Required action -
Your job with the data below is to output exactly the lines from the one holding "positive clicks: (291, 196) (419, 263)" down to the one holding "rough mask: <svg", both included, and no others.

────

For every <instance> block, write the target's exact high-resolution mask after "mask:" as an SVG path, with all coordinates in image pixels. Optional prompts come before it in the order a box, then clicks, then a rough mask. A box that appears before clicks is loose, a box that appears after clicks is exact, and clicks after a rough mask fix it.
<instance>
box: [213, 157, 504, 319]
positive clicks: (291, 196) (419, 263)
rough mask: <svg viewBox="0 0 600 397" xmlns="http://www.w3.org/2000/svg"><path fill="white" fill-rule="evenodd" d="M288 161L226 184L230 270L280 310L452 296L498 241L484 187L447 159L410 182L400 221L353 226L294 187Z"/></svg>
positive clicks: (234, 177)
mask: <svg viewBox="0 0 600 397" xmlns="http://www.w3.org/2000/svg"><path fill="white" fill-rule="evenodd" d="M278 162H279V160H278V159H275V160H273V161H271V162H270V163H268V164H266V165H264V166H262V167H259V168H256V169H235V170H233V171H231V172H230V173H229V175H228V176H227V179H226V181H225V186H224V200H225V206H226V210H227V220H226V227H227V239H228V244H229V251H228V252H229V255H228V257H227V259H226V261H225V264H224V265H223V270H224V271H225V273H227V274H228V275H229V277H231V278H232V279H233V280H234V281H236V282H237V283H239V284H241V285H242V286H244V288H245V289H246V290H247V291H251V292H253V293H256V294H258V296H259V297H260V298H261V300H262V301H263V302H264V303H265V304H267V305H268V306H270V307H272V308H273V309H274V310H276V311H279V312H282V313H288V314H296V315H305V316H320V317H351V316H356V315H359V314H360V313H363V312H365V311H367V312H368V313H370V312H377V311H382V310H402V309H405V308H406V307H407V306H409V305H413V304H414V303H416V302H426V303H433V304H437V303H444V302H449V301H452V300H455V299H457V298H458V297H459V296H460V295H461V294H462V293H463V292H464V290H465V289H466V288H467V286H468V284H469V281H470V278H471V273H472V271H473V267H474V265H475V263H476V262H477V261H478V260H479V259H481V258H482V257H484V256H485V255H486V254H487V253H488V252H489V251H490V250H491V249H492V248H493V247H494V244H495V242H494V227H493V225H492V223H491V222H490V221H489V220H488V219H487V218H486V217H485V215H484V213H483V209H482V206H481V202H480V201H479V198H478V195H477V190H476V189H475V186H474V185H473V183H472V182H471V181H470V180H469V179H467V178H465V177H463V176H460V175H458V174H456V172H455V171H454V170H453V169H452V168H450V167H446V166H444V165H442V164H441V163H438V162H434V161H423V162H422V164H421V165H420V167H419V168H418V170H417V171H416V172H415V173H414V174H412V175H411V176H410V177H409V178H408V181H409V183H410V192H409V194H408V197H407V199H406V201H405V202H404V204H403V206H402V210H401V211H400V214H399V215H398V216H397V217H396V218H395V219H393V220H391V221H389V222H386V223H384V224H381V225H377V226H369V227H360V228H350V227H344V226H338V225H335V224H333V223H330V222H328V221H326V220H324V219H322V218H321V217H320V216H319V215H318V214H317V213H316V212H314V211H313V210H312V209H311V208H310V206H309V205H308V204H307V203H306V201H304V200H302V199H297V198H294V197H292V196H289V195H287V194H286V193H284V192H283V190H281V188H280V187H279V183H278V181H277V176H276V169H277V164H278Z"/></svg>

────

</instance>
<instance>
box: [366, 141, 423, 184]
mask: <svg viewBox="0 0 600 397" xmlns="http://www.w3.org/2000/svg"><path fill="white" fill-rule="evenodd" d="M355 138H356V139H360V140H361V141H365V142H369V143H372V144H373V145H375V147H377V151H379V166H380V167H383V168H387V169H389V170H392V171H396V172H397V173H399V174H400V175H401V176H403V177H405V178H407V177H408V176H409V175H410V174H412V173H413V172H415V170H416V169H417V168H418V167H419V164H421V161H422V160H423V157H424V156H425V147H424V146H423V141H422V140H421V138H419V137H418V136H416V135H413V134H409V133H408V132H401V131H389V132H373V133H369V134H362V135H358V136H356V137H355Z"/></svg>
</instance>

────

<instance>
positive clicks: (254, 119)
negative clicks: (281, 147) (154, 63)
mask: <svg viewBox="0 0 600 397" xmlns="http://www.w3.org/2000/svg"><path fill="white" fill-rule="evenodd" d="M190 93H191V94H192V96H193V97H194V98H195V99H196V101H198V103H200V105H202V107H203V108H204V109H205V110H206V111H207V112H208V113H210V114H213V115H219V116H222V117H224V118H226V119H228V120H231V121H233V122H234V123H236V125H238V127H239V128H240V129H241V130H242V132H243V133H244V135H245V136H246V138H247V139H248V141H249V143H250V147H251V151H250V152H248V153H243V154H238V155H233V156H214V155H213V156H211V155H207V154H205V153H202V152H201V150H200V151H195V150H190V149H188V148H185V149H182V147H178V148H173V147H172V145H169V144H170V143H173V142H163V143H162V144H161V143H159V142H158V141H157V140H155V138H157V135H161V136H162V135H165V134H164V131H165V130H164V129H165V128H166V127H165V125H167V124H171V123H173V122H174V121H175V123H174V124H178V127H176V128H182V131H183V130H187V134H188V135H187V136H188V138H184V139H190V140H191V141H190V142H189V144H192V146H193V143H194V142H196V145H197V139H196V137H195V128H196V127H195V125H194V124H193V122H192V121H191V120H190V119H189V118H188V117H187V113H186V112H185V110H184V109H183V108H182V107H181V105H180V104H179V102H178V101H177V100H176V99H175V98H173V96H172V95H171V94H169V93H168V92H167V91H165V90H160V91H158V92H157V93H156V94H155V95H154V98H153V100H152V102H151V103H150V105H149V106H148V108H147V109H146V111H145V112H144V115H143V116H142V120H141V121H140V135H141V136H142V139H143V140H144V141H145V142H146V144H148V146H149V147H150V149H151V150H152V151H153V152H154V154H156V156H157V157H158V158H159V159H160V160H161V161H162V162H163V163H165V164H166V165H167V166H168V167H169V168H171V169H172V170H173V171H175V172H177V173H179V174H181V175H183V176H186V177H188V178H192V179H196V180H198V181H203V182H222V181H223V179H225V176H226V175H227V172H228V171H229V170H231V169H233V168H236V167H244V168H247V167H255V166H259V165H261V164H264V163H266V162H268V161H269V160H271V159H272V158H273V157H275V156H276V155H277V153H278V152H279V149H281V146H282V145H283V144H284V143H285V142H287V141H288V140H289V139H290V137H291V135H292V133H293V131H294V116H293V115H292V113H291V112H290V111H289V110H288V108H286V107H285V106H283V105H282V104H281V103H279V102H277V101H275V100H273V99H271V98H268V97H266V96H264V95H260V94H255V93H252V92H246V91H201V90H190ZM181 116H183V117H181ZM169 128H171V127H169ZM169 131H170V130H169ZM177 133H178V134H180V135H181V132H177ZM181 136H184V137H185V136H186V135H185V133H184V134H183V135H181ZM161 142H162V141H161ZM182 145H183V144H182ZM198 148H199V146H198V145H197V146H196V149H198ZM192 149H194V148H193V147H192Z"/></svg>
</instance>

────

Answer to this problem -
positive clicks: (291, 196) (419, 263)
rough mask: <svg viewBox="0 0 600 397" xmlns="http://www.w3.org/2000/svg"><path fill="white" fill-rule="evenodd" d="M288 161L226 184L230 270L280 310L452 296L498 241L484 187L447 159L410 182L400 221L353 226L294 187Z"/></svg>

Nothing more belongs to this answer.